[Saved entries]
....
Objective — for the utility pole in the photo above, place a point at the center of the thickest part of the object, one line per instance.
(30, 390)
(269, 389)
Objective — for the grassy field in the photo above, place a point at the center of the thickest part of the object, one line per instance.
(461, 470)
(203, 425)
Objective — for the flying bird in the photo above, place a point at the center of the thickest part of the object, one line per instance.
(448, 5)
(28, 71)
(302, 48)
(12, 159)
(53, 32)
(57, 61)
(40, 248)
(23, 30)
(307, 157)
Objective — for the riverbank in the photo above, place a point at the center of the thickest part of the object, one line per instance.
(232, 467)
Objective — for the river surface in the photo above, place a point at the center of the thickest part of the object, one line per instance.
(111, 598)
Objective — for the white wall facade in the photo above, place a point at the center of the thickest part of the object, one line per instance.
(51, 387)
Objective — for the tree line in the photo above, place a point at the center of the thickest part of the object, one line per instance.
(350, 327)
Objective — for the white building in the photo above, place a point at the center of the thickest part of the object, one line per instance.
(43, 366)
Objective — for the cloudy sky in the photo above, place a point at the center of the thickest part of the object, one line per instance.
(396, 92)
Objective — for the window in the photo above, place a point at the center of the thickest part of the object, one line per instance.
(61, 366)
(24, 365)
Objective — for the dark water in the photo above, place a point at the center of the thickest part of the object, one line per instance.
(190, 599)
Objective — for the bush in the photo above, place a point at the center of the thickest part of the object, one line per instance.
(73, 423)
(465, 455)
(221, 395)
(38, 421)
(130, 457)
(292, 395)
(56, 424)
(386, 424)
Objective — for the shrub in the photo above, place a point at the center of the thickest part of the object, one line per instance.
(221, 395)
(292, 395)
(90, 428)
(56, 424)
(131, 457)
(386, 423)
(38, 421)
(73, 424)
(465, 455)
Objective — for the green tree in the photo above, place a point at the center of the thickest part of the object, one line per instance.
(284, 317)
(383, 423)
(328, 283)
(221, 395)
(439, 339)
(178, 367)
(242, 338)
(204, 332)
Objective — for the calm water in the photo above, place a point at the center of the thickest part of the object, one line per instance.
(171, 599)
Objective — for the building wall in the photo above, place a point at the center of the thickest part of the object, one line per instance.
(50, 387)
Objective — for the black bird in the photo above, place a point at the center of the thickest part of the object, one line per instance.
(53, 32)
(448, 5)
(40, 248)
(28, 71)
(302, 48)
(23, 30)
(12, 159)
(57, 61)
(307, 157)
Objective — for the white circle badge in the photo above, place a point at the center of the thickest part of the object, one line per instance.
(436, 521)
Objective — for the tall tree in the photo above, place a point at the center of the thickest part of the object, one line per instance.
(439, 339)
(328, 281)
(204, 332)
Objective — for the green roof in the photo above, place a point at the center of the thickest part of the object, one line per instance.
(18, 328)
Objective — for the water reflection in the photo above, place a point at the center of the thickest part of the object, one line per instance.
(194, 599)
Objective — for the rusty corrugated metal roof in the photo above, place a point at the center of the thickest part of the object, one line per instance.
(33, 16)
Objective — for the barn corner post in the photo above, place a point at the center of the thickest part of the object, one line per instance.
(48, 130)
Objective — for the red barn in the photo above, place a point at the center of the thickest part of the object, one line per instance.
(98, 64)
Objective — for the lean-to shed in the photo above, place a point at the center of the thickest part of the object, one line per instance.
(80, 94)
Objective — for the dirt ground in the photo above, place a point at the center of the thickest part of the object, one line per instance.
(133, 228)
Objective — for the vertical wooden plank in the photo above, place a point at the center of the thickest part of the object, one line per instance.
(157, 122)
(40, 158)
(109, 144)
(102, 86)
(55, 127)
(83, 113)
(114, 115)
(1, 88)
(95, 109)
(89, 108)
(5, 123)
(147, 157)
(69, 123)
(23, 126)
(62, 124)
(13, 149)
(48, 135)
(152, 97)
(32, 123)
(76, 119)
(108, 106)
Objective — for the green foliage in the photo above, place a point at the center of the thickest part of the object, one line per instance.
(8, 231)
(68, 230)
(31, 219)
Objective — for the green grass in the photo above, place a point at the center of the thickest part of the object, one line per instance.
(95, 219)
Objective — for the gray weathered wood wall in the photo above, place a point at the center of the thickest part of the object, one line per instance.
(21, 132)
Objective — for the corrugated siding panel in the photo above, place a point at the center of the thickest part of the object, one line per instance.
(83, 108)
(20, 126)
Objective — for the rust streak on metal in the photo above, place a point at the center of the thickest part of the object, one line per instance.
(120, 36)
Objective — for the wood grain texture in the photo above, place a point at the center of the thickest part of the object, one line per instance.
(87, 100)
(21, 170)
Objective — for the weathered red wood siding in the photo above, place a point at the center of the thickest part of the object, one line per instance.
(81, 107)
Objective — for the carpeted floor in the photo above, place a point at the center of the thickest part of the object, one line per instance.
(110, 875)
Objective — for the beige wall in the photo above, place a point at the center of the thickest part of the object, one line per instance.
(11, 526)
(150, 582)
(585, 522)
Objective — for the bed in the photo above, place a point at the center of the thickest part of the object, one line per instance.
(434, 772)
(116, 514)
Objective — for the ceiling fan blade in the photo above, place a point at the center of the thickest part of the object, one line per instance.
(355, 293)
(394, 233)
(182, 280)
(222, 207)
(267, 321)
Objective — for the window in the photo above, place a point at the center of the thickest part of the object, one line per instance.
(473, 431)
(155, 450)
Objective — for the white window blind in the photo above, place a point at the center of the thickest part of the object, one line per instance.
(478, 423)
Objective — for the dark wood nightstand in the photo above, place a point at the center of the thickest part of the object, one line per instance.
....
What you are asked to do
Reproduce the full set of entries above exactly, without dropping a line.

Reply
Objective — for the utility pole in the photo above, place a point at the center of the thickest part of the object, one line per instance.
(30, 390)
(269, 389)
Objective — for the grassy field in the photo above, place a point at the center of the thickest part of the object, one line per instance.
(461, 470)
(203, 425)
Objective — for the flying bird in the photo above, place a point at the center of the thickest part of the object, one line per instance.
(448, 5)
(28, 71)
(302, 48)
(12, 159)
(53, 32)
(57, 61)
(40, 248)
(23, 30)
(307, 157)
Objective — for the riverbank in the photo above, place a point at the center of the thickest part of the object, one line per instance.
(232, 467)
Objective — for the river surface in the photo above, place a point at the center of the thickest part of the object, one line per instance.
(111, 598)
Objective — for the white wall facade in the photo above, place a point at the center of the thickest part of the object, one line per instance.
(51, 387)
Objective — for the tree line in the photo above, place a point at the center of the thickest part of the object, one line per instance.
(350, 327)
Objective — for the white building in the photo above, place a point at the center of the thickest part of the object, one line per instance.
(43, 366)
Objective — for the cloudy sky in the photo above, place a point at the center of the thickest part of the object, one line per instance.
(396, 92)
Objective — for the window in the photo above, place a point at the center of the thickest part of the object, one line per instance.
(61, 366)
(24, 365)
Objective — for the dark water in the photo above, place a point at the center of the thickest part of the object, one line per instance.
(190, 599)
Objective — for the bush in the photo above, place a point at the center of the thickest part of the object, one line per instance.
(73, 423)
(465, 455)
(221, 395)
(38, 421)
(130, 457)
(292, 395)
(56, 424)
(386, 424)
Objective — for the shrub in the photo above, place a point at the center of the thickest part of the object, one line per instance.
(221, 395)
(292, 395)
(90, 428)
(56, 424)
(131, 457)
(386, 423)
(38, 421)
(73, 424)
(465, 455)
Objective — for the green tree in the photo above, place a point at the center of the thickest part of the object, one line per instance.
(284, 317)
(383, 423)
(328, 283)
(221, 395)
(439, 339)
(178, 367)
(242, 338)
(204, 332)
Objective — for the calm water in the photo above, place a point at the center of the thickest part of the object, one line per instance.
(171, 599)
Objective — for the building wall in the photo above, place a point at the center of the thickest part of the object, one line per instance.
(50, 387)
Objective — for the black bird in the photo above, place a point at the center of the thickest part of the object, one line per instance.
(53, 32)
(448, 5)
(40, 248)
(28, 71)
(302, 48)
(23, 30)
(12, 159)
(57, 61)
(307, 157)
Objective — for the white circle badge in the photo above, place a point at the center of the thickest part of the object, one line per instance.
(436, 521)
Objective — for the tall tree in the photo above, place a point at the center of the thickest part of the object, one line per instance.
(439, 339)
(328, 281)
(204, 332)
Objective — for the green roof in the photo above, place a point at the center of the thickest part of the object, one line per instance.
(18, 328)
Objective — for the water reflection in the photo above, place a point at the center of the thickest part of the object, one line per instance.
(194, 599)
Objective — for the rusty corrugated metal roof in the photo above, place a point at the center of the thickest part of the object, one line per instance.
(33, 16)
Objective — for the barn corner post in the photo above, place a point at the center of the thickest part of the object, one line per instance.
(48, 130)
Objective — for the red barn in the photo above, place a point at the center of the thickest part of the object, one line per instance.
(98, 64)
Objective — for the lean-to shed in the photo above, place a point at the center of the thickest part of the object, one line per instance.
(80, 94)
Objective — for the dirt ground in the photo above, place a point at the center of the thickest part of the object, one line per instance.
(133, 228)
Objective — for the vertical wooden plank in the photo above, place a point at the center of the thickest part of the object, one line per instance.
(157, 122)
(40, 158)
(109, 144)
(102, 86)
(55, 127)
(83, 113)
(114, 115)
(1, 88)
(95, 109)
(89, 108)
(5, 123)
(147, 157)
(69, 123)
(23, 126)
(62, 124)
(13, 149)
(48, 135)
(152, 97)
(32, 123)
(76, 119)
(108, 106)
Objective — for the green foliage in the photo above, place a point at the center of the thickest part of the object, one line per instance.
(8, 231)
(68, 230)
(31, 219)
Objective — for the green grass in the photo above, place a point at the center of the thickest part of the object, one line per instance.
(95, 219)
Objective — for the gray weathered wood wall in the photo above, place a point at the center of the thickest part of the object, one line per instance.
(21, 132)
Objective — for the corrugated siding panel in the photo above, place a point at the center of the thickest part of the object, one line per instance.
(83, 108)
(20, 126)
Objective — for the rust streak on metal in the photo above, place a point at the center of the thickest part of the object, one line per instance.
(120, 36)
Objective — for the wood grain texture in the photo above, place a point at the center of the thickest part of the object, one line per instance.
(87, 100)
(21, 170)
Objective — for the weathered red wood siding in the photo above, place a point at the center of the thickest part of the object, one line per instance.
(81, 107)
Objective — for the carpeted floor in the photo above, place a point at the center of the thickest part of the object, one line per instance.
(110, 875)
Objective — for the beige wall in the photo above, place a point at the center of the thickest part of the object, one line per instance.
(11, 526)
(150, 582)
(585, 522)
Objective — for the bed in the photo above, place a point at the center of the thickest part of the object, one line per instance.
(434, 772)
(116, 514)
Objective — for the ceiling fan blade in the photo above, place a point at the center of the thickest part of the object, one line per instance.
(355, 293)
(394, 233)
(182, 280)
(222, 207)
(267, 321)
Objective — for the window in the photo above, place a point at the center of the thickest part of the object, one line per instance.
(473, 431)
(155, 450)
Objective — for the white window blind in the photo above, place a point at the center of the thickest part of the object, one line per instance.
(478, 423)
Objective — for the dark wood nightstand in the photo above, place a point at the center of the thickest part of the object, one line per instance.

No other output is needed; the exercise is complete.